» **EXTRACT PROVIDED**:
☆ ☆ ☆

Although the researchers ran a better trial this time, they still fed the test colonies levels of neonics far above any normally found in the “real world” (i.e., not field relevant).  The dosage that they used in the fed syrup, 135 ppb (w:v, or slightly less on a w:w basis), is far above the levels found in any crop plant nectar, which typically run in the range of 1-3 ppb (perhaps up to 20 ppb in extreme cases). Levels of over a hundred ppb are typically only reached in the case of overapplication by drenching ornamental plants or by tree injection.In a recent study by Bayer themselves, and reported by Bayer ecotoxicologist Dr. Dave Fischer at a recent national bee conference, the Bayer researchers observed adverse effects on colonies from imidacloprid fed in syrup at 50 ppb, and freely admit this, since that level is never observed when the treatments are properly applied.
So why Dr. Lu would feed syrup spiked with neonics at 100 times the normal concentration found in corn pollen or soy or canola nectar is beyond me!  As one beekeeper in a discussion group pointed out, Lu’s “findings” did little more than support the fact that feeding bees highly toxic levels of insecticides may eventually kill them.  No surprise there!
Of interest though, is that although Lu fed colonies a half gallon of clearly toxic syrup every week for 13 straight weeks during the summer, he noticed no difference between the treated and the control groups from the beginning of July (when they started poisoning the hives) through the end of December.  Why they didn’t notice the colony morbidity observed by Bayer researchers is surprising.

☆ ☆ ☆

From the critique of the neonic feeding study, write out word for word the stretch from "So why Dr. Lu" through "researchers is surprising.". The records have no connection to the critique of the neonic feeding study.

☆ ☆ ☆

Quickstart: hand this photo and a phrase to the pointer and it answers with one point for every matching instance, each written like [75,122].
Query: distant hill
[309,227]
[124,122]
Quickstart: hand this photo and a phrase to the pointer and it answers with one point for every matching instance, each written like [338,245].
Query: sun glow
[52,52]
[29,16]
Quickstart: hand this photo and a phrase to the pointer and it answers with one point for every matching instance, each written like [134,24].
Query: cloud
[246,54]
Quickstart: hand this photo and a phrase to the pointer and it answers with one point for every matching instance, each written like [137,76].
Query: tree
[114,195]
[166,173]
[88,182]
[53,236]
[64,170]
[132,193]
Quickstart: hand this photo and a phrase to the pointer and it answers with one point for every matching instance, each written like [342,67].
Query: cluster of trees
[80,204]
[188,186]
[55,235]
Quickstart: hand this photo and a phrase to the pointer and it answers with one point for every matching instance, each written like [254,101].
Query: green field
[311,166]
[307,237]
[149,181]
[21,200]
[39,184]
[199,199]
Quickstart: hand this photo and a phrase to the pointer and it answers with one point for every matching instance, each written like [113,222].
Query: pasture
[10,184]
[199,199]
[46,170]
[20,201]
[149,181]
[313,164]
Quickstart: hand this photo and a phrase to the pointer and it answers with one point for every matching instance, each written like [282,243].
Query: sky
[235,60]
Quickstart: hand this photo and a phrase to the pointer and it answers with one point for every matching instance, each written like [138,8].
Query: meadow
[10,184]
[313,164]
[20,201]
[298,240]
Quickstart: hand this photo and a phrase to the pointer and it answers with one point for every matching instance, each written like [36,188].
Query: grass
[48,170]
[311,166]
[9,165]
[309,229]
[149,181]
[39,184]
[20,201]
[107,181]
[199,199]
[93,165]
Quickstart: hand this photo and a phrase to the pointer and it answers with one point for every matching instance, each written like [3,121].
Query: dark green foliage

☆ ☆ ☆

» **OUTPUT OF THE EXERCISE**:
So why Dr. Lu would feed syrup spiked with neonics at 100 times the normal concentration found in corn pollen or soy or canola nectar is beyond me!  As one beekeeper in a discussion group pointed out, Lu’s “findings” did little more than support the fact that feeding bees highly toxic levels of insecticides may eventually kill them.  No surprise there!
Of interest though, is that although Lu fed colonies a half gallon of clearly toxic syrup every week for 13 straight weeks during the summer, he noticed no difference between the treated and the control groups from the beginning of July (when they started poisoning the hives) through the end of December.  Why they didn’t notice the colony morbidity observed by Bayer researchers is surprising.